# PROVIDED TEXT

StatsNotebook

Age-period-cohort analysis

29 Mar, 2021 | 12 minutes read

Tags: Analysis, R code, Linear model, Regression


Follow our Facebook page or our developer’s Twitter for more tutorials and future updates.

The tutorial is based on R and StatsNotebook, a graphical interface for R. Visit our Analysis section for other tutorials.

Epidemiologists and social scientists often apply Age-Period-Cohort analysis to disentangle trends of social/health behvaiors into three components.

  1. Age effect - This represents the effect associated with chronological age. For example, young people are more likely to use cannabis for recreational purpose than older people.
  2. Period effect - This represents the effect associated with time period that affects all age groups at the same time. For example, changes in legislation with regards to recreational cannabis use is like to influence behaviors across all age group.
  3. Cohort effect - Epidemiologists and social scientists are often interested in birth cohort, who experienced the same historical and social events at the same age. Cohort effect thus is often used to refered to the variation due to these unique experiences. For example, the baby boomer generation has a higher rate of cannabis use compared to subsequent cohort at the same age.

# DATASET SECTION
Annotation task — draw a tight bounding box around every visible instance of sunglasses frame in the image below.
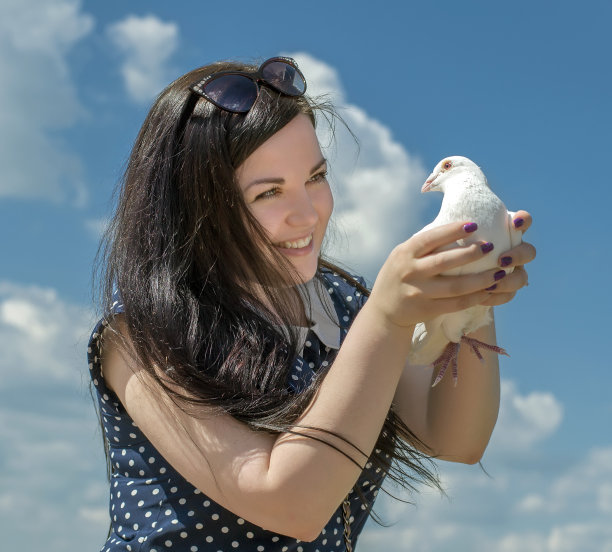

# PARTS OF THE EXERCISE
A - In the age-period-cohort tutorial, which generation has a higher rate of cannabis use than later cohorts at the same age?
B - Print the part of the age-period-cohort tutorial starting with "29 Mar, 2021" and going on through "for other tutorials.".

# TASK-BY-TASK RESULTS
A - The baby boomer generation.

B -
29 Mar, 2021 | 12 minutes read

Tags: Analysis, R code, Linear model, Regression


Follow our Facebook page or our developer’s Twitter for more tutorials and future updates.

The tutorial is based on R and StatsNotebook, a graphical interface for R. Visit our Analysis section for other tutorials.